* **Fonte**
::::::::

À
procura de almas com alma
Excertos do pensamento de
Plinio Corrêa de Oliveira
recolhidos por
SEGUNDA SÉRIE
Edições Brasil de Amanhã
São Paulo, 1998
Seleção, apresentação e notas:
Revisão:
Francisco Leôncio Cerqueira
Helio Dias Viana
Edições Brasil de Amanhã
Rua Javaés 681 – CEP
01130-010
São Paulo – SP
Impressão:
Artpress Indústria Gráfica e
Editora Ltda.
Rua Javaés 681 – CEP
01130-010
São Paulo – SP
* * *
[Texto da contra-capa]
“Estou sozinho dentro
de uma multidão”. É assim que muitos têm
resumido seu próprio drama, ao se sentirem envolvidos e torturados pelas estridências do mundo moderno, em particular nas grandes
cidades. O fato era profundamente deplorado pelo Prof.
Plinio Corrêa de Oliveira.
Mas, como deve ser o convívio ideal? É
a pergunta que surge espontaneamente.

::::::::

Dê continuidade ao texto sobre o convívio ideal, começando logo após a última frase apresentada. Os registros formam um material à parte, independente do texto sobre o convívio ideal.

::::::::

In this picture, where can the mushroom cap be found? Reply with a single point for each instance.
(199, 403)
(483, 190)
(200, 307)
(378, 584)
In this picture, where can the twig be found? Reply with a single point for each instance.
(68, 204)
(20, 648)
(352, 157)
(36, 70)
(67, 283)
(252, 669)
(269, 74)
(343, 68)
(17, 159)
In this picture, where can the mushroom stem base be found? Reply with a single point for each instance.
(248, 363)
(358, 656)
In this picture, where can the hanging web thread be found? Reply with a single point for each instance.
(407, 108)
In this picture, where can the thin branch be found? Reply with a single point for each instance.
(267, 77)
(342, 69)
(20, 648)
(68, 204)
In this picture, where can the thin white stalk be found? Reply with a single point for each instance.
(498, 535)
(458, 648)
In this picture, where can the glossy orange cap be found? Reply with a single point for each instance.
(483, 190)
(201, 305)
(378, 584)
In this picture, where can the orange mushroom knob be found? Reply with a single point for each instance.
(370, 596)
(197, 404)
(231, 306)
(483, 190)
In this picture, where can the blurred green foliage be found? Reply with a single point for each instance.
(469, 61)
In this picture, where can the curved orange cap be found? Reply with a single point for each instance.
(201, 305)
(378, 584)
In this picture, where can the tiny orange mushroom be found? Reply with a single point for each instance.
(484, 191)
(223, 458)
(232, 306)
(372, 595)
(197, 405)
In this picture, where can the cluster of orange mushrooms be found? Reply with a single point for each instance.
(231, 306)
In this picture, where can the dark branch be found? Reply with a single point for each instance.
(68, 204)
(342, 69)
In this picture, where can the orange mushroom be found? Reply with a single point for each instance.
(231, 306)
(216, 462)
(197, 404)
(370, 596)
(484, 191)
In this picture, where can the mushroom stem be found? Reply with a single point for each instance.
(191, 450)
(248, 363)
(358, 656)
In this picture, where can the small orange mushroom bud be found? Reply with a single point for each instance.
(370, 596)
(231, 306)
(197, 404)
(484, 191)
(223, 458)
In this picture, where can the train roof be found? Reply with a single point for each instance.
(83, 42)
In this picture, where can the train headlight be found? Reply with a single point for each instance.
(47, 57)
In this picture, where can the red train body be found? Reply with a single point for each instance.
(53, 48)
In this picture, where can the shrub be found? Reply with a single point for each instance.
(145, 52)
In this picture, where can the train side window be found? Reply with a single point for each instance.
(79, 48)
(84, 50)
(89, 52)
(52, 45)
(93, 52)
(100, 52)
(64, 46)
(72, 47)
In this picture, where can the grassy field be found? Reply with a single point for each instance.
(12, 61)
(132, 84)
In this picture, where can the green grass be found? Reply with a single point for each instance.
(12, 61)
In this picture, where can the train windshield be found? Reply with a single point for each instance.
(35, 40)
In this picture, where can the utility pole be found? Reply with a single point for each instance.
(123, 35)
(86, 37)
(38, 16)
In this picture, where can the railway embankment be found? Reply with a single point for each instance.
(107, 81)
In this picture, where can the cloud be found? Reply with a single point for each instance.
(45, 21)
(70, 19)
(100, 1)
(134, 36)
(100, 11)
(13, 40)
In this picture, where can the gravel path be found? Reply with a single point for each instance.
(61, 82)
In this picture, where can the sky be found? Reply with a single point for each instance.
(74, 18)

::::::::

* **Resultado obtido**
Incomparável psicólogo e mestre da boa
conversa, o ilustre líder católico nos dá a resposta. Arguto conhecedor das
psicologias individuais, ele via as relações humanas como uma espécie de
música, na qual cada pessoa entrava com seu timbre, suas melodias e sua
vitalidade.
Neste volume encontrará o Leitor o que
procura, na forma de comentários nascidos da fina observação feita por uma alma
com alma e dirigida a pessoas de escol. Pois, como dizia o Prof.
Plinio Corrêa de Oliveira, “por mais bonita que seja a natureza, todas as
suas belezas são menos belas do que a alma humana”. [fim do texto da
contra-capa]
* * *
Ao Leitor
“Estou sozinho dentro de
uma multidão". É assim que muitos têm resumido seu próprio drama, ao se
sentirem devorados pelas estridências do mundo
moderno, em particular nas grandes cidades.
As relações
humanas foram dulçurosas e sentimentais no século
passado. Depois, tornaram-se metálicas e secas, pois o egoísmo-a-dois do
sentimentalismo foi substituído por um feroz egoísmo-individualista que se
resume em dois itens: utilidades e sensualidade. E nisto estamos.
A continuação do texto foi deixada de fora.